start LISTED ENTRIES
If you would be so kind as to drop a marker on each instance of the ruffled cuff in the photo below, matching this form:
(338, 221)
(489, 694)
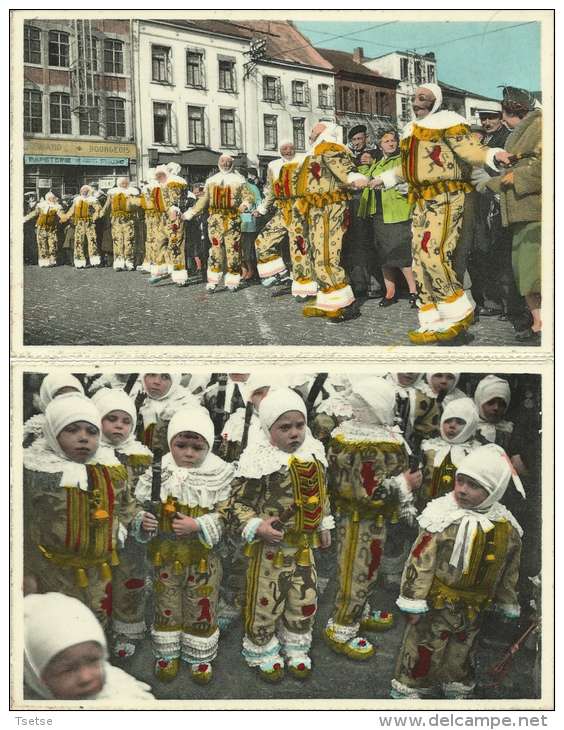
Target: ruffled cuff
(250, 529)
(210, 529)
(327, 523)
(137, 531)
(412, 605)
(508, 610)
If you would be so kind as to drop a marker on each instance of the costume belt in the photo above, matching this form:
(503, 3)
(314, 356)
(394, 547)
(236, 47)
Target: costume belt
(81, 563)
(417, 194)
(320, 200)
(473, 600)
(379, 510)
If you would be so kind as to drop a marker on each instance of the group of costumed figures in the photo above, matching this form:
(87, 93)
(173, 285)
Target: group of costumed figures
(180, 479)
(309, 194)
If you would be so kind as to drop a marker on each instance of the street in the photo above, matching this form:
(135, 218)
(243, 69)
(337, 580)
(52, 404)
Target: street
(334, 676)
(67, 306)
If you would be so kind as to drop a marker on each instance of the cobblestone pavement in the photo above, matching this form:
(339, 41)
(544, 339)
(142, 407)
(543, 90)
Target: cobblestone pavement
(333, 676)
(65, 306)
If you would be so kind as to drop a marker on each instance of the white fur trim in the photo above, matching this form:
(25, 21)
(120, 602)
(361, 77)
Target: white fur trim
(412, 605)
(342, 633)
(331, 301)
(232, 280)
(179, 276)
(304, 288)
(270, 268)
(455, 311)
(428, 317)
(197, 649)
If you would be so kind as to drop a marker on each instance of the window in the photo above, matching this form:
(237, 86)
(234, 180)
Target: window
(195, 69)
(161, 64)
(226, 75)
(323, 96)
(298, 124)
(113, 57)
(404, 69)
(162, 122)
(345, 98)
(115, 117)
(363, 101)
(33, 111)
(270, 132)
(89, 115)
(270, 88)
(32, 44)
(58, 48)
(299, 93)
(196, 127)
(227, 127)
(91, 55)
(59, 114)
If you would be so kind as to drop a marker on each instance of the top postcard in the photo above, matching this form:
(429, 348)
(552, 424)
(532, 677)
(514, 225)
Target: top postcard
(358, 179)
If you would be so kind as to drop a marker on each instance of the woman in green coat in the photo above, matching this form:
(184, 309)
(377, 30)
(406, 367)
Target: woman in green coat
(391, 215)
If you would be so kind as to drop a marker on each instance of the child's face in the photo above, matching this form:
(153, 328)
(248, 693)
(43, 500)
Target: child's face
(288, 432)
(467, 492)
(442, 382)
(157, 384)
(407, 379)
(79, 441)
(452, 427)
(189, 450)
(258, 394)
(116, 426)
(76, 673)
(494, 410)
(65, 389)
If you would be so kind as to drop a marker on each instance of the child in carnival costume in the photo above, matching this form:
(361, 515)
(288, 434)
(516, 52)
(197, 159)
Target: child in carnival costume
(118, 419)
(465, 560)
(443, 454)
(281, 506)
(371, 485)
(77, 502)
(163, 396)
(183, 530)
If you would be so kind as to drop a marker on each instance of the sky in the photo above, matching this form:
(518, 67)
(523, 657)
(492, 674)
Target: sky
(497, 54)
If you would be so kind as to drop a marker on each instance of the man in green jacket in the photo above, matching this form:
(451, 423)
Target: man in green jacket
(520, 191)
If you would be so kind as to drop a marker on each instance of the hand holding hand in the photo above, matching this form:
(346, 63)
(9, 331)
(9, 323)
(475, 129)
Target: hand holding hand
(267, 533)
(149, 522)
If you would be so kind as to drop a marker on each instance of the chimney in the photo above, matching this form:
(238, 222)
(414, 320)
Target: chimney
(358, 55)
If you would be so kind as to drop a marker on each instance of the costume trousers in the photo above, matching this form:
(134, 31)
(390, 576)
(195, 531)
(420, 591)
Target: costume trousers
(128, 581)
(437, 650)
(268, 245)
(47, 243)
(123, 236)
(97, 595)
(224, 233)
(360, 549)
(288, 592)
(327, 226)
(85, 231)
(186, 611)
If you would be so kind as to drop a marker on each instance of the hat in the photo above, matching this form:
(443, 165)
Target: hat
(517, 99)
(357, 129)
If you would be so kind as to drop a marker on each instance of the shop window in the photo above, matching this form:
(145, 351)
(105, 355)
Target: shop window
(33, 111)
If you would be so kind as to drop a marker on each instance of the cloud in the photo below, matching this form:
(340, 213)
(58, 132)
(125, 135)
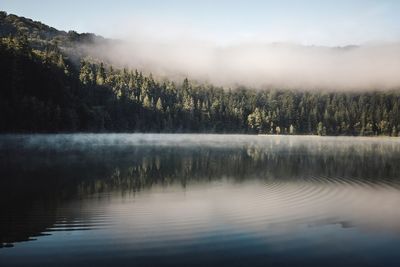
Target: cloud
end LISTED ENTRIES
→ EXERCISE PROMPT: Rewrite all of the items above with "drop a marker" swapped for "place a point" and nothing else changed. Omit the pictures from your answer.

→ TASK RESULT:
If you would be so kind as to place a point on each instance of the ruffled cuff in the photo below, matching this form:
(338, 221)
(489, 694)
Target: ruffled cuff
(250, 529)
(210, 529)
(327, 523)
(137, 531)
(412, 605)
(508, 610)
If you would be so kind as to place a point on each instance of the costume belt in the photo above, matching this form:
(503, 3)
(314, 356)
(394, 547)
(236, 47)
Target: costume belt
(81, 563)
(417, 194)
(320, 200)
(473, 600)
(379, 510)
If you would be so kind as to place a point on each instance of the group of costumed figures in the photo above, matching this form:
(87, 93)
(173, 285)
Target: group of costumed figures
(180, 479)
(309, 194)
If you would be so kind as to place a point on each instance of the street in the photo above, matching this form:
(135, 218)
(243, 69)
(337, 580)
(52, 404)
Target: street
(334, 676)
(67, 306)
If you would be so kind as to place a point on each instance of the cobblestone pavement in the photo above, matching this form:
(339, 41)
(544, 339)
(142, 407)
(543, 90)
Target: cobblestone pavement
(333, 676)
(65, 306)
If you would be so kind as to place a point on each instance of the white fur trim in the photo above, matching this form:
(25, 21)
(120, 602)
(361, 77)
Target: white fur trim
(412, 605)
(342, 633)
(331, 301)
(232, 280)
(179, 276)
(304, 288)
(270, 268)
(455, 311)
(428, 317)
(197, 649)
If you would be so kind as to place a point on each instance of the window in the photo above, matching this form:
(237, 86)
(234, 180)
Target: window
(195, 69)
(161, 64)
(226, 75)
(323, 96)
(298, 124)
(113, 57)
(404, 69)
(162, 122)
(345, 98)
(115, 117)
(363, 101)
(33, 111)
(270, 132)
(89, 115)
(270, 88)
(32, 44)
(58, 48)
(299, 93)
(196, 127)
(227, 127)
(91, 55)
(59, 114)
If you would be so kind as to place a point on each instance of the top postcard in the photo above, matching this form:
(429, 348)
(552, 424)
(532, 677)
(514, 225)
Target: top postcard
(358, 179)
If you would be so kind as to place a point on each instance of the woman in green coat in the photo above, matching this form:
(184, 309)
(377, 30)
(406, 367)
Target: woman in green coat
(391, 215)
If you would be so kind as to place a point on each instance of the child's face in the photo above, matching this form:
(153, 328)
(248, 693)
(43, 500)
Target: child's face
(288, 432)
(467, 492)
(442, 382)
(157, 384)
(407, 379)
(79, 441)
(452, 427)
(189, 450)
(258, 394)
(116, 426)
(76, 673)
(494, 410)
(65, 389)
If you would be so kind as to place a point on each instance of the child in carnival costume in the photo above, matching this form:
(361, 515)
(288, 434)
(516, 52)
(197, 159)
Target: child in carnival costume
(118, 419)
(465, 560)
(443, 454)
(281, 506)
(371, 485)
(77, 502)
(163, 396)
(183, 530)
If you would be so kind as to place a point on each instance of the sky in the photo above, matching this form:
(518, 67)
(523, 657)
(492, 674)
Target: sky
(497, 54)
If you would be so kind as to place a point on each instance of the man in green jacket in the photo above, matching this form:
(451, 423)
Target: man in green jacket
(520, 191)
If you would be so kind as to place a point on each instance of the hand holding hand in the photo above, matching this form:
(346, 63)
(9, 331)
(9, 323)
(475, 129)
Target: hand holding hand
(267, 533)
(149, 522)
If you would be so kind as to place a point on each instance of the chimney in the photo above, matching this form:
(238, 222)
(414, 320)
Target: chimney
(358, 55)
If you would be so kind as to place a point on each instance of the costume trousers in the photo above, matching this form:
(134, 31)
(390, 576)
(195, 531)
(420, 591)
Target: costume trousers
(128, 581)
(437, 650)
(268, 245)
(47, 243)
(123, 236)
(97, 595)
(224, 233)
(360, 549)
(288, 592)
(327, 226)
(85, 231)
(186, 611)
If you would be so kind as to place a point on each instance of the hat in the photo above, matching this form:
(443, 165)
Target: hat
(517, 99)
(357, 129)
If you would be so kind as to place a point on each instance of the shop window in the photo above, matching this form:
(145, 351)
(105, 355)
Target: shop window
(33, 111)
If you would be so kind as to place a point on each instance of the cloud in the photo below, matching this form:
(340, 213)
(58, 132)
(125, 135)
Target: cloud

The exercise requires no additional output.